* _STATED PROBLEM_: Locate each line in the items below that contains the string "ball" and copy every such line.
* begin INPUT DATA *
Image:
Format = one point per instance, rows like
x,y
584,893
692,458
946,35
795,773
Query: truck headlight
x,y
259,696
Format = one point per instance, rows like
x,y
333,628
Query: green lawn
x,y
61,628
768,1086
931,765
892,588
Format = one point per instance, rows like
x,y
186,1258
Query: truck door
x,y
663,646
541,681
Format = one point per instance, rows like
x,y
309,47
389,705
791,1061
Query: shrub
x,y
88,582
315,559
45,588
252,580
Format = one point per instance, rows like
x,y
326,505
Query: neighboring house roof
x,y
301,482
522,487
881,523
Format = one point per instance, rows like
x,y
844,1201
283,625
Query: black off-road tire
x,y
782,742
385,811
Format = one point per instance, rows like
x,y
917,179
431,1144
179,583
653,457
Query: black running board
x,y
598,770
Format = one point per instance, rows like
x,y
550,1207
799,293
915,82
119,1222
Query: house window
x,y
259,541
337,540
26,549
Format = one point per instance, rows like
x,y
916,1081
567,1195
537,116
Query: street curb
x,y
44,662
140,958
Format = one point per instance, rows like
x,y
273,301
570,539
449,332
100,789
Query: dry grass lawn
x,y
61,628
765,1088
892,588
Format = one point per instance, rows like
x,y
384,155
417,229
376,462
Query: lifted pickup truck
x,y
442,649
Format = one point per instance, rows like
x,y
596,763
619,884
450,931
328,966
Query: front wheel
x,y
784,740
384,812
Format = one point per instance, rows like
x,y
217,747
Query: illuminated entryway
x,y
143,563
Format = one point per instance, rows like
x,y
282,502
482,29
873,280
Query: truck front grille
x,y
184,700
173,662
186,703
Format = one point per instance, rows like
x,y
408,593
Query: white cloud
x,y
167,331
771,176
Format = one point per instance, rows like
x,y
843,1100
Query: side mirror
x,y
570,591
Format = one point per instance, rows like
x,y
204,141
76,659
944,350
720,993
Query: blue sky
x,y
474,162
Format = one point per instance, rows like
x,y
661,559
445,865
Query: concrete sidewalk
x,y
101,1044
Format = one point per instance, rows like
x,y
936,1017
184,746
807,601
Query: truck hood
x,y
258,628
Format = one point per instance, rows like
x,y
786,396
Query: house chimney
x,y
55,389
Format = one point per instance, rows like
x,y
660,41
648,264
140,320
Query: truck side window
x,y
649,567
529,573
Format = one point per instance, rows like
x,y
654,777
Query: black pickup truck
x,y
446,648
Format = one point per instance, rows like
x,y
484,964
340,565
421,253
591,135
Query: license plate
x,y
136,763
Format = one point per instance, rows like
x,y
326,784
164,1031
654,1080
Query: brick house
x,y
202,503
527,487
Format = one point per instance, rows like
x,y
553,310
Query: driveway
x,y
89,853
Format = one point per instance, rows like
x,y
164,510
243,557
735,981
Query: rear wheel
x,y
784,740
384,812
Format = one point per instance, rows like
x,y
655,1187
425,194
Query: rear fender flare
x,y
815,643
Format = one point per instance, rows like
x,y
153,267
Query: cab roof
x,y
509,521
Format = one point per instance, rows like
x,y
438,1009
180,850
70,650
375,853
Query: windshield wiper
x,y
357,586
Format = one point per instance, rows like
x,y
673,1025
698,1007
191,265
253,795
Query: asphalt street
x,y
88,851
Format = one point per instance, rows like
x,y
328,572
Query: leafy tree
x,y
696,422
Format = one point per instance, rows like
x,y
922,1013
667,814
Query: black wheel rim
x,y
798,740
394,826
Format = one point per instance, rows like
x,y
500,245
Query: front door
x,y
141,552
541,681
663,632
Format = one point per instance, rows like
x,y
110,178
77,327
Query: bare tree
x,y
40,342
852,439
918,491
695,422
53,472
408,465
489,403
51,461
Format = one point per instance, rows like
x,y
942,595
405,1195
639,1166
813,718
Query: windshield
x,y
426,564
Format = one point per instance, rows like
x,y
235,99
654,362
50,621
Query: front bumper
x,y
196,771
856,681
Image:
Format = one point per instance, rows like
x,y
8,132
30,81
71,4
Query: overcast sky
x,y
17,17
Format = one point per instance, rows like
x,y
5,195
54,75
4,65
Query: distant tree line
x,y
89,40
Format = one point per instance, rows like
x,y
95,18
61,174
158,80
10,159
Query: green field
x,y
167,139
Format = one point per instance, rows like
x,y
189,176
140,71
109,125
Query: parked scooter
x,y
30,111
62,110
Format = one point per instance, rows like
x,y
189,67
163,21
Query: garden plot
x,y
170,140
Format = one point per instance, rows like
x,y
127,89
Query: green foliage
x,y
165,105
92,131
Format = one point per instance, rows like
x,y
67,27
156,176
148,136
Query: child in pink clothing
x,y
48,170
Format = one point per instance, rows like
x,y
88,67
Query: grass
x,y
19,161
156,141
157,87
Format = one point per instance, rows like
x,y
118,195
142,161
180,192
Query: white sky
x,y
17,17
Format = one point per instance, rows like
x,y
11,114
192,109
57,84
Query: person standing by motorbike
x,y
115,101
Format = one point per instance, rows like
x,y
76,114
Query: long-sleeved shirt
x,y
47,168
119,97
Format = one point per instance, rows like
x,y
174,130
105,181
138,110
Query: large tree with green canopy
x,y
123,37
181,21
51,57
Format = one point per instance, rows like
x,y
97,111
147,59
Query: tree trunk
* end INPUT DATA *
* begin INPUT DATA *
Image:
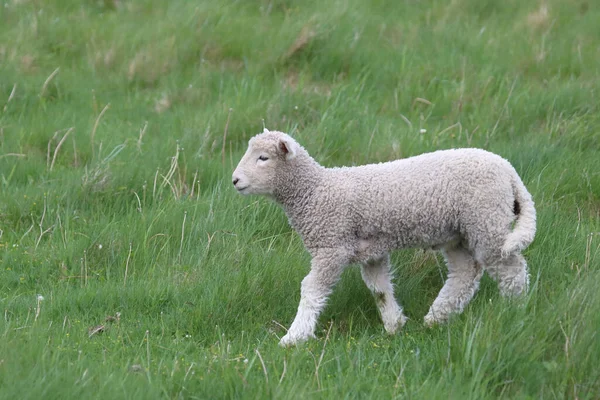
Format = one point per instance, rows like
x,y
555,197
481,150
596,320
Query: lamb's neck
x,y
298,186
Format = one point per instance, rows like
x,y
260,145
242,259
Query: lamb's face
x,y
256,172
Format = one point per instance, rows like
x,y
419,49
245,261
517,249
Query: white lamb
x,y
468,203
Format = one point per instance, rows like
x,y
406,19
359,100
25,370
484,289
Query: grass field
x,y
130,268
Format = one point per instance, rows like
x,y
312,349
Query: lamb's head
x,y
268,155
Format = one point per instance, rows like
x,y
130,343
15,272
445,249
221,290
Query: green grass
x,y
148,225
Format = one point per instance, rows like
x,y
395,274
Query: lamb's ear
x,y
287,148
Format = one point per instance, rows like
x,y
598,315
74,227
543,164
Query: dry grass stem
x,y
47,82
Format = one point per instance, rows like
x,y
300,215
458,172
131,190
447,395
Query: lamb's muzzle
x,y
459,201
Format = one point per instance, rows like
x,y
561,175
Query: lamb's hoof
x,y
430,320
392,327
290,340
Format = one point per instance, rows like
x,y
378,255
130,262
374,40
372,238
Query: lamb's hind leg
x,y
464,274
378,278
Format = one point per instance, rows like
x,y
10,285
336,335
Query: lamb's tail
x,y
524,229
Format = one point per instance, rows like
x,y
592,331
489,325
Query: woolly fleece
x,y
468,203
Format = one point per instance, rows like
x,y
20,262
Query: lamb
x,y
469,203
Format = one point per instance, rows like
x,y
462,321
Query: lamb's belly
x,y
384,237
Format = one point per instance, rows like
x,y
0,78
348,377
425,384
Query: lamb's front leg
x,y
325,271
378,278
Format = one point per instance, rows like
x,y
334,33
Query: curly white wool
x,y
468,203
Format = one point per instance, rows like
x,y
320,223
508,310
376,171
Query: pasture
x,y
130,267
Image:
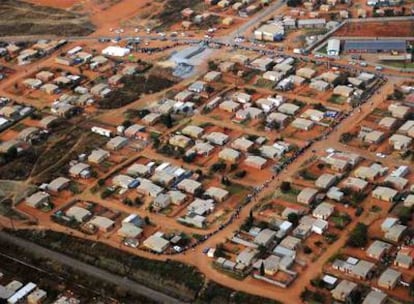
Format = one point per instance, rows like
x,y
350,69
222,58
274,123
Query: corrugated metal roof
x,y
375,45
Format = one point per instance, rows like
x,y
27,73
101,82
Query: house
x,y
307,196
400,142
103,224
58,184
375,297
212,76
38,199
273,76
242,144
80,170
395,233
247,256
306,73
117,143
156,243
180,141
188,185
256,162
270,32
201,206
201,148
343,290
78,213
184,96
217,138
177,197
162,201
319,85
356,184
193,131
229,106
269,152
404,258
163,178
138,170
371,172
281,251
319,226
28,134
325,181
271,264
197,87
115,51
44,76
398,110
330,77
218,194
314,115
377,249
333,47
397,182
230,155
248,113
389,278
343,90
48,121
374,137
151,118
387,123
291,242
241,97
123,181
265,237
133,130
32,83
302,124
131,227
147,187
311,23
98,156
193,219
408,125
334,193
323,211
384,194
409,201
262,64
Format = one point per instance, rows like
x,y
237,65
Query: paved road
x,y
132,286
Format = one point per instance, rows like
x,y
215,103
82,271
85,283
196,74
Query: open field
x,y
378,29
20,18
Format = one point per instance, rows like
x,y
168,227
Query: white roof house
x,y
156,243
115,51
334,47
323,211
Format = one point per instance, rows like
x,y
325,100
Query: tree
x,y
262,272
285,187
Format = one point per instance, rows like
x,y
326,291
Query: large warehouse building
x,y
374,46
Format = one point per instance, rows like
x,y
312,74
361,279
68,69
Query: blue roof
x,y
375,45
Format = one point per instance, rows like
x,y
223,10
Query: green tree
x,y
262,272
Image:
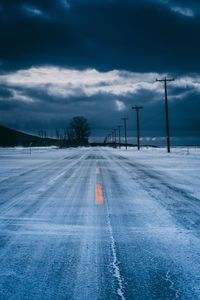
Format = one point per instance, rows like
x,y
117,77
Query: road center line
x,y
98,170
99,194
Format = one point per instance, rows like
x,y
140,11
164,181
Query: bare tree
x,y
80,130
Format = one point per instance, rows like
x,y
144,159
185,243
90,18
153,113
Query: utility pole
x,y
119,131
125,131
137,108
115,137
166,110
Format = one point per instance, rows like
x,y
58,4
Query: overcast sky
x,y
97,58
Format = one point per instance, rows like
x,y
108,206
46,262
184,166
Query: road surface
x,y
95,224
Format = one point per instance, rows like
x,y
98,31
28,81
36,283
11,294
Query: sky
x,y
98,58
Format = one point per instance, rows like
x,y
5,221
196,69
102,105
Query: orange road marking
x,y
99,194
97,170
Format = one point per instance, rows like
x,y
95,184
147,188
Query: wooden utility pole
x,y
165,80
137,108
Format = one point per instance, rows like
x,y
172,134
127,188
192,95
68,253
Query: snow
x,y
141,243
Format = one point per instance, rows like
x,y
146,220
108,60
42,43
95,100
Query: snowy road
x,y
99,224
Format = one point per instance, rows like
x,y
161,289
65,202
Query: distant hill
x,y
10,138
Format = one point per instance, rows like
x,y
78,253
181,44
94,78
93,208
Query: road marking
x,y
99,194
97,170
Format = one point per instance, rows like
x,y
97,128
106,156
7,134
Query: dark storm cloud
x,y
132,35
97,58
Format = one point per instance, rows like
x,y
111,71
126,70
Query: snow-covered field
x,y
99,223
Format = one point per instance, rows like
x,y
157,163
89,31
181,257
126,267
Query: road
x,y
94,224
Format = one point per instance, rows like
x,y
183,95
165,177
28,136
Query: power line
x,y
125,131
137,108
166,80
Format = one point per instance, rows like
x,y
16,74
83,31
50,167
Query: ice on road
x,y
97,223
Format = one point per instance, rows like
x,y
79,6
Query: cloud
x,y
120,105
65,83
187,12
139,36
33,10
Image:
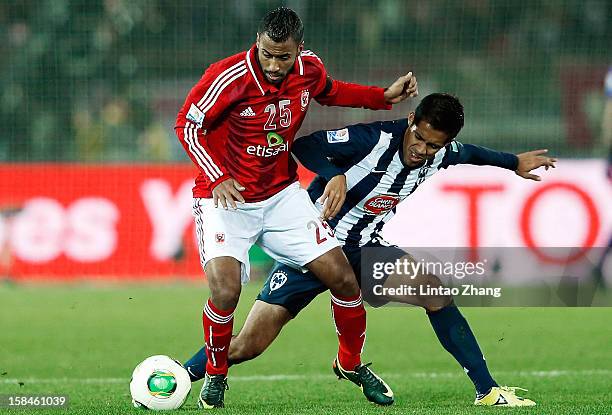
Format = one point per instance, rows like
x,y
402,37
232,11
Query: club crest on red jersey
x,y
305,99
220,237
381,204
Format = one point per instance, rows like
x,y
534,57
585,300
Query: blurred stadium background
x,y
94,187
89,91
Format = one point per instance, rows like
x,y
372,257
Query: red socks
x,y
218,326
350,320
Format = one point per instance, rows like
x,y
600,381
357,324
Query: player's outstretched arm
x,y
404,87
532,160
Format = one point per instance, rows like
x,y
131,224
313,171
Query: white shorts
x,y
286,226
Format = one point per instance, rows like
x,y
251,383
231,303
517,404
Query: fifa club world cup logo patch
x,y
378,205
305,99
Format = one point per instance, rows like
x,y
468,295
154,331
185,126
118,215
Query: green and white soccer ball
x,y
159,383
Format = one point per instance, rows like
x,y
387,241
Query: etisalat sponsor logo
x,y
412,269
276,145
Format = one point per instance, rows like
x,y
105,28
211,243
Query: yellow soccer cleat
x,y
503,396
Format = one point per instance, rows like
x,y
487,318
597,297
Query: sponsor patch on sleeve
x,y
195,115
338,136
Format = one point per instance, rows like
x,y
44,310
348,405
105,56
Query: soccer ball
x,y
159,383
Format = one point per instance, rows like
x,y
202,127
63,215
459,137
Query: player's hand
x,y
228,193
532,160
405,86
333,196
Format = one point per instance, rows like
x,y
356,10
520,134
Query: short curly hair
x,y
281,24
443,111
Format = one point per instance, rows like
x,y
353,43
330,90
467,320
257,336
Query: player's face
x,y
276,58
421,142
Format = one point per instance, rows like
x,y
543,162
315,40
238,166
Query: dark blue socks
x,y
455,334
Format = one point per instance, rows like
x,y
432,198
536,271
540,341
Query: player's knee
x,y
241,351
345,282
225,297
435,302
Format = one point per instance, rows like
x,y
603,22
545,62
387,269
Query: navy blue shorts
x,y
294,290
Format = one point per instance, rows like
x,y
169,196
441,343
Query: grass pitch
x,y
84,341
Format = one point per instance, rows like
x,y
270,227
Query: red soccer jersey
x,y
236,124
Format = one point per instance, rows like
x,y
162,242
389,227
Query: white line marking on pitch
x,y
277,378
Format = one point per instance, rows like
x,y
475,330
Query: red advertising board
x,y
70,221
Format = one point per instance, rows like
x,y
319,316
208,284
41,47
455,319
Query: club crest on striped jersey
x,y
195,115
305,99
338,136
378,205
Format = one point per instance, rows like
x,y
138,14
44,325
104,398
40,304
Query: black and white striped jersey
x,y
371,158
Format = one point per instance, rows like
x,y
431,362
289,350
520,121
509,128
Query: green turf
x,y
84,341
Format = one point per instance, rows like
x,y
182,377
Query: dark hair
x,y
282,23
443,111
* end INPUT DATA *
* begin INPUT DATA *
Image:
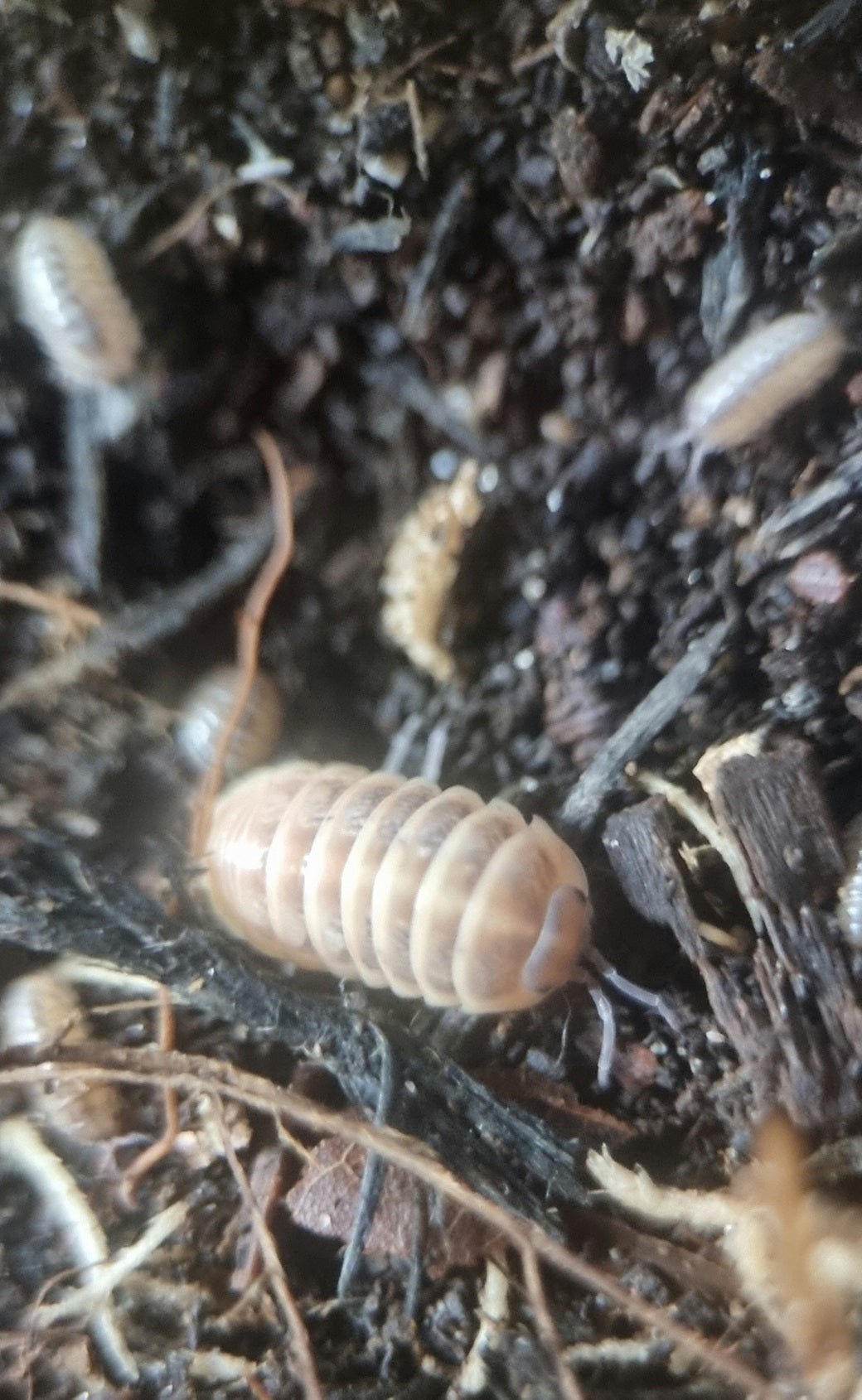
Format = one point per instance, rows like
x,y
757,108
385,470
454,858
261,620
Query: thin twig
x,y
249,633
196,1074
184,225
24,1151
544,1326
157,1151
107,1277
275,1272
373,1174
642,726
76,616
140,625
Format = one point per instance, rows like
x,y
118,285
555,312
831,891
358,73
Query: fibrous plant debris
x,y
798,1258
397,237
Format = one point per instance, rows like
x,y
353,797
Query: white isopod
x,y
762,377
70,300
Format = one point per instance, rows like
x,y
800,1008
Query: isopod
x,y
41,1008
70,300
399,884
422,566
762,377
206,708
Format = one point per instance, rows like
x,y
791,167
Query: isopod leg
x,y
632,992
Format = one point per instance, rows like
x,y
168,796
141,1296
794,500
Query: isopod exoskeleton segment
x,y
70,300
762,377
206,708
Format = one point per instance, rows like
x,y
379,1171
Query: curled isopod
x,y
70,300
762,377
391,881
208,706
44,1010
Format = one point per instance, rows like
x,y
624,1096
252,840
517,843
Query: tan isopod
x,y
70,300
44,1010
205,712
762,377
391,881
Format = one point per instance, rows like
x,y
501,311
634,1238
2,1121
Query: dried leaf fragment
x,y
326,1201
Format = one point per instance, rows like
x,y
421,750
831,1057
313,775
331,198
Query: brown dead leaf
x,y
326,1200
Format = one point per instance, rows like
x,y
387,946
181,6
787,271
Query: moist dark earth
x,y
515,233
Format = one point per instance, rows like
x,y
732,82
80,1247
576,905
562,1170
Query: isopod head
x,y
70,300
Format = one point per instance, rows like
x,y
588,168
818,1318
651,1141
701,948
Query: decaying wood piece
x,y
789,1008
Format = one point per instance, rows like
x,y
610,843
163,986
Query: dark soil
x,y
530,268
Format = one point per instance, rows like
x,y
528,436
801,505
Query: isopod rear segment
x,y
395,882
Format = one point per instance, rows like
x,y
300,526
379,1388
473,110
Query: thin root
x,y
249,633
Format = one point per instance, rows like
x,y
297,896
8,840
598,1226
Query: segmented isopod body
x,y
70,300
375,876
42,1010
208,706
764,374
* end INPUT DATA *
* _SOLUTION TO THE PROBLEM_:
Query: green and white soccer ball
Query: soccer ball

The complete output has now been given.